## Begin

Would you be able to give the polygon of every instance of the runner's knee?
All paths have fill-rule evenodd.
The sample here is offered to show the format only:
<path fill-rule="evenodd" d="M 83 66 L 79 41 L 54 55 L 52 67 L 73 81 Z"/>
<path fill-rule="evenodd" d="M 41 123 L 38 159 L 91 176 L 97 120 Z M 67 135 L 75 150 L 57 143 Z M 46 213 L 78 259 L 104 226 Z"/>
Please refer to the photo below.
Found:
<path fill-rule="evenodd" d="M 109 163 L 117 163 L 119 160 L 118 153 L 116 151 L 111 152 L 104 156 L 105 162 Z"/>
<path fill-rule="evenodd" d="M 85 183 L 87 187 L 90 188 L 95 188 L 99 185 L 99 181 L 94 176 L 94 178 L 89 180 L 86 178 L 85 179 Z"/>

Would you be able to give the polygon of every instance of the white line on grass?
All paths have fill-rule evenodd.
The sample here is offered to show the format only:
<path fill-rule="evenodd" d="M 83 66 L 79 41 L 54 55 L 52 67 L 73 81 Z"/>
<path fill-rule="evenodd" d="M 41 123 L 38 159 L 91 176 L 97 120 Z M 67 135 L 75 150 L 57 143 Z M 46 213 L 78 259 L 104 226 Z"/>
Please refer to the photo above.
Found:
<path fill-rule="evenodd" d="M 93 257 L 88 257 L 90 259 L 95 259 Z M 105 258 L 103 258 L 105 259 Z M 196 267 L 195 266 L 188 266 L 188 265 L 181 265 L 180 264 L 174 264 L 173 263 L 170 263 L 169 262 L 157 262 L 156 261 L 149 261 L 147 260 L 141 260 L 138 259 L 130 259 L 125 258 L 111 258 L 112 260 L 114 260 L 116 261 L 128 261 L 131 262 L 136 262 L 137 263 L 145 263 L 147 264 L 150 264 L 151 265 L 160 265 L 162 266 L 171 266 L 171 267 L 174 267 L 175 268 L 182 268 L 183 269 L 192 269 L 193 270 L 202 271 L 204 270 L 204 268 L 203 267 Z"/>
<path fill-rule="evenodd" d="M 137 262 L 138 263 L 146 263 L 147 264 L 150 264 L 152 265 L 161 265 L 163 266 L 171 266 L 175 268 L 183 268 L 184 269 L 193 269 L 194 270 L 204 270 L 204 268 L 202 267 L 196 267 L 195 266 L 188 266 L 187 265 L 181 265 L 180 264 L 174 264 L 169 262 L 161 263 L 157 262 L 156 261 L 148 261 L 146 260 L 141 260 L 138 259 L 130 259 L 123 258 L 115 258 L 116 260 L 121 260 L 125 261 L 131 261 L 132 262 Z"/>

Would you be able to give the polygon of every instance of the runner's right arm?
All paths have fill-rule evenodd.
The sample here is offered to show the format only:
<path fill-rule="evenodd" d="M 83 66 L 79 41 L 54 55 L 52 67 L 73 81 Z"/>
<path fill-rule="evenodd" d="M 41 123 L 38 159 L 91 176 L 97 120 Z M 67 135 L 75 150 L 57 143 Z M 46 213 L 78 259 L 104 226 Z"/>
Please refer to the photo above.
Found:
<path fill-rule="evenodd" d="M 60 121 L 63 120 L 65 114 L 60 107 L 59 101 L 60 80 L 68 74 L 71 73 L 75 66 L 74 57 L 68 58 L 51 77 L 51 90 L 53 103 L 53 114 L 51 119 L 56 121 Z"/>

## End

• YOUR OBJECTIVE: Format the data above as a CSV with the two columns input and output. Each text and its answer go in one row, each value in one quoted field with line breaks replaced by spaces.

• ANSWER:
input,output
"Would you be able to give the polygon of every instance of the runner's knee? All paths have fill-rule evenodd. The sample here is offered to show the format only: <path fill-rule=""evenodd"" d=""M 83 66 L 79 41 L 54 55 L 52 67 L 73 81 Z""/> <path fill-rule=""evenodd"" d=""M 41 123 L 38 159 L 91 176 L 97 120 Z M 67 135 L 75 150 L 57 143 Z M 46 213 L 78 259 L 104 226 Z""/> Please refer to the photo below. Found:","<path fill-rule=""evenodd"" d=""M 109 163 L 117 163 L 119 160 L 118 153 L 116 151 L 111 152 L 104 156 L 105 162 Z""/> <path fill-rule=""evenodd"" d=""M 85 183 L 87 187 L 90 188 L 95 188 L 99 185 L 99 181 L 94 176 L 94 178 L 89 180 L 86 178 L 85 179 Z""/>"
"Would you be able to give the polygon of every instance of the white line on grass? All paths have fill-rule evenodd. The sample here is offered to show the format only: <path fill-rule=""evenodd"" d=""M 83 66 L 79 41 L 54 55 L 52 67 L 73 81 Z""/> <path fill-rule=""evenodd"" d=""M 41 123 L 38 159 L 91 176 L 97 120 Z M 67 135 L 75 150 L 57 143 Z M 46 213 L 78 259 L 104 226 Z""/> Please refer to the photo above. Found:","<path fill-rule=""evenodd"" d=""M 93 257 L 88 257 L 90 259 L 95 259 Z M 105 258 L 103 258 L 105 259 Z M 196 267 L 195 266 L 188 266 L 188 265 L 181 265 L 180 264 L 174 264 L 173 263 L 170 263 L 169 262 L 157 262 L 156 261 L 149 261 L 147 260 L 141 260 L 138 259 L 130 259 L 125 258 L 111 258 L 112 260 L 114 260 L 116 261 L 128 261 L 131 262 L 136 262 L 137 263 L 145 263 L 147 264 L 150 264 L 151 265 L 160 265 L 162 266 L 171 266 L 171 267 L 174 267 L 175 268 L 182 268 L 183 269 L 192 269 L 193 270 L 202 271 L 204 270 L 204 268 L 203 267 Z""/> <path fill-rule=""evenodd"" d=""M 137 262 L 138 263 L 146 263 L 147 264 L 150 264 L 152 265 L 161 265 L 163 266 L 171 266 L 175 268 L 183 268 L 184 269 L 193 269 L 194 270 L 204 270 L 204 268 L 202 267 L 196 267 L 195 266 L 188 266 L 187 265 L 181 265 L 180 264 L 174 264 L 169 262 L 161 263 L 157 262 L 156 261 L 148 261 L 146 260 L 141 260 L 138 259 L 130 259 L 123 258 L 115 258 L 116 260 L 121 260 L 125 261 L 131 261 L 132 262 Z""/>"
"Would you be able to give the polygon of every instance of the runner's right arm? All paths have fill-rule evenodd. The sample here is offered to show the format only: <path fill-rule=""evenodd"" d=""M 83 66 L 79 41 L 54 55 L 52 67 L 73 81 Z""/> <path fill-rule=""evenodd"" d=""M 41 123 L 38 159 L 91 176 L 97 120 Z M 67 135 L 75 150 L 57 143 Z M 46 213 L 78 259 L 104 226 Z""/> Please refer to the photo above. Found:","<path fill-rule=""evenodd"" d=""M 60 121 L 63 120 L 65 114 L 60 107 L 59 101 L 60 80 L 68 74 L 71 73 L 75 66 L 74 57 L 68 58 L 51 77 L 51 90 L 53 103 L 53 114 L 51 119 L 56 121 Z""/>"